Supplied passage:
□ □ □ □ □
Gov. Tom Corbett is among a small number of holdout governors, who've yet to offer a definitive answer on whether their states will extend Medicaid to more low-income residents.

 

Carter Price, a mathematician with the RAND Corporation, has visited Pennsylvania twice in recent weeks to talk about what's at stake if the commonwealth rejects the Medicaid expansion.

Among many factors, he said, Corbett and other budget hawks should be weighing the cost of uncompensated care.

"If these states don't expand Medicaid, some of those costs will still be borne by the state, because the people without insurance will require health care and someone will have to pay for that," Price said.

Price works for RAND, an independent research group. According to his analysis (PDF of full report), a Medicaid expansion in Pennsylvania will move another 350,000 people into health coverage and draw down about $2 billion in federal funding.

The federal government has promised to pay the bulk of the costs associated with an expansion. Still, according to RAND, the price tag for Pennsylvania would be an extra $180 million between 2014 and 2020.

At first, it seemed that states needed to give a straight "yes" or "no" to the Obama Administration's call for a Medicaid expansion. In recent weeks, however, several states including Iowa have worked out compromise deals at the state level.

WHYY asked Corbett's office if the governor is open to a similar approach.
□ □ □ □ □
Provided records:
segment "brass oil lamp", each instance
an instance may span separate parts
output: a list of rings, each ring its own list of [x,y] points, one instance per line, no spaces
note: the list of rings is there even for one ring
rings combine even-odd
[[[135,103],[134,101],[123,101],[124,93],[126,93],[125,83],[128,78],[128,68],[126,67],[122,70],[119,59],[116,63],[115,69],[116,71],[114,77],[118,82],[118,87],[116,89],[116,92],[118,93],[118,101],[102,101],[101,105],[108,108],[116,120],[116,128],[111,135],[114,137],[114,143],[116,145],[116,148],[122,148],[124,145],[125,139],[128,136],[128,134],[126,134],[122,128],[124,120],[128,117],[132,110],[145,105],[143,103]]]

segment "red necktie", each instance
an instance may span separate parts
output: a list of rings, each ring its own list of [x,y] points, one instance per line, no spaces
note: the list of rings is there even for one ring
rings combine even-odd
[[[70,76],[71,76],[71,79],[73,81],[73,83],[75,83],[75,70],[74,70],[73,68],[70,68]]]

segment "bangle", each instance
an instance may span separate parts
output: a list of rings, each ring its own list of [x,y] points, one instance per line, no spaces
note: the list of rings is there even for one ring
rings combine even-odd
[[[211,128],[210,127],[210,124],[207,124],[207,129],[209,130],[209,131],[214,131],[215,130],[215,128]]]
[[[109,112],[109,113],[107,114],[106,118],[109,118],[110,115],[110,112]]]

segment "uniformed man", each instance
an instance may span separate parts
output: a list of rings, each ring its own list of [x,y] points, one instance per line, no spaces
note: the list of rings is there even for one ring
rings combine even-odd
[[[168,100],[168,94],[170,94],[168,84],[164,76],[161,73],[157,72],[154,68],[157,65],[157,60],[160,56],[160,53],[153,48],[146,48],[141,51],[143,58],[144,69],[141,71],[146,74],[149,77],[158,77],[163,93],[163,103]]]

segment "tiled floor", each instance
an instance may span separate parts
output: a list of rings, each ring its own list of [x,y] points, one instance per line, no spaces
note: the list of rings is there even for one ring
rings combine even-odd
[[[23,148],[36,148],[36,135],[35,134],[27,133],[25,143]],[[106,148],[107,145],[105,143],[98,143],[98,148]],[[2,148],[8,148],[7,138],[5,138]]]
□ □ □ □ □
Problem to work on: Duplicate the Medicaid expansion article word for word, everything from "Gov. Tom Corbett" down to "of uncompensated care.". Rely on the Medicaid expansion article alone.

Exercise output:
Gov. Tom Corbett is among a small number of holdout governors, who've yet to offer a definitive answer on whether their states will extend Medicaid to more low-income residents.

 

Carter Price, a mathematician with the RAND Corporation, has visited Pennsylvania twice in recent weeks to talk about what's at stake if the commonwealth rejects the Medicaid expansion.

Among many factors, he said, Corbett and other budget hawks should be weighing the cost of uncompensated care.